• [Data for review]:
Content starts
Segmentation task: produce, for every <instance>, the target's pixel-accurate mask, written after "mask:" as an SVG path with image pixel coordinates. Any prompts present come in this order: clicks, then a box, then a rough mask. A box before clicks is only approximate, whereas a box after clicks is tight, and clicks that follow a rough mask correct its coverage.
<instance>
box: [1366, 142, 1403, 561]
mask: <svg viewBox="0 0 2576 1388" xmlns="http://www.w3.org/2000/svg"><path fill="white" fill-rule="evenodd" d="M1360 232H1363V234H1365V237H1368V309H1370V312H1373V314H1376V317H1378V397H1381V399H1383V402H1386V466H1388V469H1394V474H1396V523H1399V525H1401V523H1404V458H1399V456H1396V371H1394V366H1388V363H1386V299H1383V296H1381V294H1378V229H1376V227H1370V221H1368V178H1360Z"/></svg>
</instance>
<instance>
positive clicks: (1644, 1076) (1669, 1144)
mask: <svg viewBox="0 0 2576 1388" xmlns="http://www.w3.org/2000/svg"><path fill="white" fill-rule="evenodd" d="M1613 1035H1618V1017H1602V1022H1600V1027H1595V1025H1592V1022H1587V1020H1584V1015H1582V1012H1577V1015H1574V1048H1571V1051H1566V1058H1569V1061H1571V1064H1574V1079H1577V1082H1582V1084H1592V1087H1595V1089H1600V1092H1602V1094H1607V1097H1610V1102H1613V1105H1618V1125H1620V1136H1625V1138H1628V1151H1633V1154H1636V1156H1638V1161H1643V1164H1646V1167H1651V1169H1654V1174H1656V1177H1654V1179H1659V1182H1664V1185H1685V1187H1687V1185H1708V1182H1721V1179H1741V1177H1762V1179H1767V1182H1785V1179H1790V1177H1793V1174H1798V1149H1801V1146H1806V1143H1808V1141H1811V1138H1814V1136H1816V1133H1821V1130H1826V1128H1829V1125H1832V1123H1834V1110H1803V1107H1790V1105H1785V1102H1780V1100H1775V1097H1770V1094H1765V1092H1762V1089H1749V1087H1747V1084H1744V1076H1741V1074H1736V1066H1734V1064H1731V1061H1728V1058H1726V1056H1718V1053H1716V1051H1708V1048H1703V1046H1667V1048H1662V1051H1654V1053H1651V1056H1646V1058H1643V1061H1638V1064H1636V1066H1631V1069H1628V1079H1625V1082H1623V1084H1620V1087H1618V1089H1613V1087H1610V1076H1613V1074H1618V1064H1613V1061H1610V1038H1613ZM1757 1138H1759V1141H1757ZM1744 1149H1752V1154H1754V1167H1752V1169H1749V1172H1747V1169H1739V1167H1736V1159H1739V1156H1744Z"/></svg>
Content ends
• [Your assignment]: Repeat all of the records above exactly as they appear.

• [Solution below]:
Segmentation task: produce, for every <instance>, the target's pixel-accurate mask, written after "mask:" as an SVG path with image pixel coordinates. Any prompts present come in this order: clicks, then a box, then a rough mask. A box before clicks is only approximate, whereas a box after clicks is tight, and clicks that follow a rough mask correct its coverage.
<instance>
box: [1366, 142, 1403, 561]
mask: <svg viewBox="0 0 2576 1388" xmlns="http://www.w3.org/2000/svg"><path fill="white" fill-rule="evenodd" d="M1360 232H1363V234H1365V237H1368V309H1370V312H1373V314H1376V317H1378V397H1381V399H1383V402H1386V466H1388V469H1394V474H1396V523H1399V525H1401V523H1404V458H1399V456H1396V371H1394V366H1388V363H1386V299H1383V296H1381V294H1378V229H1376V227H1370V221H1368V178H1360Z"/></svg>
</instance>
<instance>
positive clicks: (1644, 1076) (1669, 1144)
mask: <svg viewBox="0 0 2576 1388" xmlns="http://www.w3.org/2000/svg"><path fill="white" fill-rule="evenodd" d="M1613 1035H1618V1017H1602V1022H1600V1027H1595V1025H1592V1022H1587V1020H1584V1015H1582V1012H1577V1015H1574V1048H1571V1051H1566V1058H1569V1061H1571V1064H1574V1079H1577V1082H1582V1084H1592V1087H1595V1089H1600V1092H1602V1094H1607V1097H1610V1102H1613V1105H1618V1125H1620V1136H1625V1138H1628V1151H1633V1154H1636V1156H1638V1161H1643V1164H1646V1167H1651V1169H1654V1174H1656V1177H1654V1179H1659V1182H1664V1185H1685V1187H1687V1185H1708V1182H1721V1179H1741V1177H1762V1179H1767V1182H1785V1179H1790V1177H1793V1174H1798V1149H1801V1146H1806V1143H1808V1141H1811V1138H1814V1136H1816V1133H1821V1130H1826V1128H1829V1125H1832V1123H1834V1110H1803V1107H1790V1105H1785V1102H1780V1100H1775V1097H1770V1094H1765V1092H1762V1089H1749V1087H1747V1084H1744V1076H1741V1074H1736V1066H1734V1064H1731V1061H1728V1058H1726V1056H1718V1053H1716V1051H1708V1048H1703V1046H1667V1048H1662V1051H1654V1053H1651V1056H1646V1058H1643V1061H1638V1064H1636V1066H1631V1069H1628V1079H1625V1082H1623V1084H1620V1087H1618V1089H1613V1087H1610V1076H1613V1074H1618V1064H1613V1061H1610V1038H1613ZM1757 1138H1759V1141H1757ZM1744 1149H1752V1154H1754V1167H1752V1169H1749V1172H1747V1169H1739V1167H1736V1159H1739V1156H1744Z"/></svg>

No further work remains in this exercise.